RuntimeError: one of the variables needed for gradient computation has been modified by an inplace operation: [torch.cuda.FloatTensor [], which is output 0 of PermuteBackward, is at version 3; expected version 0 instead

Some help please. I am facing the problem that the model cannot be trained. I have tried many methods but still cannot solve the problem.

Traceback (most recent call last):
  File "tools/train.py", line 196, in <module>
    main()
  File "tools/train.py", line 185, in main
    train_model(
  File "/home/boot/STU/workspaces/zjf/ViTPose/mmpose/apis/train.py", line 200, in train_model
    runner.run(data_loaders, cfg.workflow, cfg.total_epochs)
  File "/home/boot/STU/workspaces/zjf/mmcv/mmcv/runner/epoch_based_runner.py", line 127, in run
    epoch_runner(data_loaders[i], **kwargs)
  File "/home/boot/STU/workspaces/zjf/mmcv/mmcv/runner/epoch_based_runner.py", line 51, in train
    self.call_hook('after_train_iter')
  File "/home/boot/STU/workspaces/zjf/mmcv/mmcv/runner/base_runner.py", line 307, in call_hook
    getattr(hook, fn_name)(self)
  File "/home/boot/STU/workspaces/zjf/mmcv/mmcv/runner/hooks/optimizer.py", line 36, in after_train_iter
    runner.outputs['loss'].backward()

......

• **Exercise tasks**:
[1] Repeat the error report word for word between "Traceback (most recent" and "getattr(hook, fn_name)(self)", inclusive.
[2] Change every "Crowdworker guideline" to "Annotator instruction" in the rows from the first line through the line holding "421 410 453 547", inclusive. Return only those lines, with nothing else altered.
The error report and the rows come from separate, unrelated sources.

• **Data provided**:
......

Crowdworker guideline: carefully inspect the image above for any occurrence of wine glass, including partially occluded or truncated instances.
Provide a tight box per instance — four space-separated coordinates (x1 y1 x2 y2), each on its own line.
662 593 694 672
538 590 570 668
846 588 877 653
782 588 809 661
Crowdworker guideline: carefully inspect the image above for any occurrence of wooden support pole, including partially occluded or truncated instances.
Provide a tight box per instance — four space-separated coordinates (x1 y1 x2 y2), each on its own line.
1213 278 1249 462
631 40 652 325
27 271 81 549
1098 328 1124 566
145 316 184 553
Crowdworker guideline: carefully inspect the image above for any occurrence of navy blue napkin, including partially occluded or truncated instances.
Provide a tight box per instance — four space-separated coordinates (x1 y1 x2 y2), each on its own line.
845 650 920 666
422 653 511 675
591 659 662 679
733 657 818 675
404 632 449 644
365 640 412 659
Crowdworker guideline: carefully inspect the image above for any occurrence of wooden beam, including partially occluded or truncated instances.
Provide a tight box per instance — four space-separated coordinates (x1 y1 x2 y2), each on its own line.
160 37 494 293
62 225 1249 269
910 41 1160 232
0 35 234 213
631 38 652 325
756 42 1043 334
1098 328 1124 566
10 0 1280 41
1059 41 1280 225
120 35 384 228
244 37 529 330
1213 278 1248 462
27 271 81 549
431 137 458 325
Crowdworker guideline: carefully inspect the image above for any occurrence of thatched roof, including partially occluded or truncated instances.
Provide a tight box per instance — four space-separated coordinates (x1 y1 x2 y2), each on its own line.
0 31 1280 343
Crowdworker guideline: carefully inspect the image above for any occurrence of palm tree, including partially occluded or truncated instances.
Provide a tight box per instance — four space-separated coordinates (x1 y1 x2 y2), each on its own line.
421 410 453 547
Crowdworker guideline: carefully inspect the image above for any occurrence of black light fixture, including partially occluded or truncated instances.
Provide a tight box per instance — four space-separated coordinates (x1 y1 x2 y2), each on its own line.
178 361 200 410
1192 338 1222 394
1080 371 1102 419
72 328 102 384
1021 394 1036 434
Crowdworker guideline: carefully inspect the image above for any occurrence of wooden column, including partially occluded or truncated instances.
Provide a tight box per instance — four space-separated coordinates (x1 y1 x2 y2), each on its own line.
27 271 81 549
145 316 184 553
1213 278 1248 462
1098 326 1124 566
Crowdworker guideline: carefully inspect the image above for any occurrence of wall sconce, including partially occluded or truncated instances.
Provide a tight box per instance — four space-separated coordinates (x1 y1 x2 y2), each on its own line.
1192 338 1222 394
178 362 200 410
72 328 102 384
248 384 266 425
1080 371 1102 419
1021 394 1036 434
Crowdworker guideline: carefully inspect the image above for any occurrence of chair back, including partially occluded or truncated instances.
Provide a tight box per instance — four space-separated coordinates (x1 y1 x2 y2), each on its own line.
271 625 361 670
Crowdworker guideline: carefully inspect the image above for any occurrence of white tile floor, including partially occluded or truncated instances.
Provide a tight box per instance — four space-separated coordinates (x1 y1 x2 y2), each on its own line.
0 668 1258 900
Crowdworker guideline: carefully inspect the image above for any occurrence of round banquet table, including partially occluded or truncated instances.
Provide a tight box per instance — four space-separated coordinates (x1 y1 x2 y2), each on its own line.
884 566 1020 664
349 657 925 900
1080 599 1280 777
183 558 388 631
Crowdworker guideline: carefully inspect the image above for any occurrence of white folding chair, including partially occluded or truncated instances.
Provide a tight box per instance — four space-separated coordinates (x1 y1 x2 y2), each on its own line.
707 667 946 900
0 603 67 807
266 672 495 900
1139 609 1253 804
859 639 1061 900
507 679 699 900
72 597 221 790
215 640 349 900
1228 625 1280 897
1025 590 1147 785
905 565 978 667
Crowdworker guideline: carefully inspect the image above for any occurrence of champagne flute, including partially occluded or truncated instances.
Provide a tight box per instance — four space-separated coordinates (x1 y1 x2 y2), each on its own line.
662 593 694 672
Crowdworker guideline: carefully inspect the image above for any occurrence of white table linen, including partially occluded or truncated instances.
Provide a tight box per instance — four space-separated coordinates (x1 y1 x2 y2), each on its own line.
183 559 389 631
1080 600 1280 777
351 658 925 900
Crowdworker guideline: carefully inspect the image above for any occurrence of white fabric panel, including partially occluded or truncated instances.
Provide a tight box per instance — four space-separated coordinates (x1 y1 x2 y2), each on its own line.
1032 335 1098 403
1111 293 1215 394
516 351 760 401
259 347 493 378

......

• **Solution list**:
[1]
Traceback (most recent call last):
  File "tools/train.py", line 196, in <module>
    main()
  File "tools/train.py", line 185, in main
    train_model(
  File "/home/boot/STU/workspaces/zjf/ViTPose/mmpose/apis/train.py", line 200, in train_model
    runner.run(data_loaders, cfg.workflow, cfg.total_epochs)
  File "/home/boot/STU/workspaces/zjf/mmcv/mmcv/runner/epoch_based_runner.py", line 127, in run
    epoch_runner(data_loaders[i], **kwargs)
  File "/home/boot/STU/workspaces/zjf/mmcv/mmcv/runner/epoch_based_runner.py", line 51, in train
    self.call_hook('after_train_iter')
  File "/home/boot/STU/workspaces/zjf/mmcv/mmcv/runner/base_runner.py", line 307, in call_hook
    getattr(hook, fn_name)(self)

[2]
Annotator instruction: carefully inspect the image above for any occurrence of wine glass, including partially occluded or truncated instances.
Provide a tight box per instance — four space-separated coordinates (x1 y1 x2 y2), each on its own line.
662 593 694 672
538 590 570 668
846 588 877 653
782 588 809 661
Annotator instruction: carefully inspect the image above for any occurrence of wooden support pole, including partially occluded or truncated instances.
Provide a tight box per instance — four space-separated coordinates (x1 y1 x2 y2), each on its own line.
1213 278 1249 462
631 40 652 325
27 271 81 549
1098 328 1124 566
145 316 184 553
Annotator instruction: carefully inspect the image above for any occurrence of navy blue napkin, including partially occluded or truncated instances.
Provide a tight box per instance — four space-separated coordinates (x1 y1 x2 y2), each on its own line.
845 650 920 666
422 653 511 675
591 659 662 679
733 657 818 675
404 632 449 644
365 640 412 659
Annotator instruction: carefully inspect the image above for any occurrence of wooden beam, including partially occluded or truncated instances.
Provide a tight box per instance — four space-separated coordinates (x1 y1 x2 y2), each on its own line.
160 37 494 293
62 225 1249 269
910 41 1160 232
0 35 234 213
631 38 652 325
756 42 1043 334
1098 328 1124 566
10 0 1280 41
1059 41 1280 225
120 35 384 228
244 37 529 330
1213 278 1248 462
27 271 81 549
431 137 458 325
Annotator instruction: carefully inspect the image above for any occurrence of thatched roof, including partially occluded or truncated instances.
Provide a tight box per instance — four space-separated coordinates (x1 y1 x2 y2), each on its own line.
0 31 1280 343
Annotator instruction: carefully inspect the image above for any occurrence of palm tree, including partially occluded or truncated instances.
Provide a tight box per instance — four space-separated coordinates (x1 y1 x2 y2), each on its own line.
421 410 453 547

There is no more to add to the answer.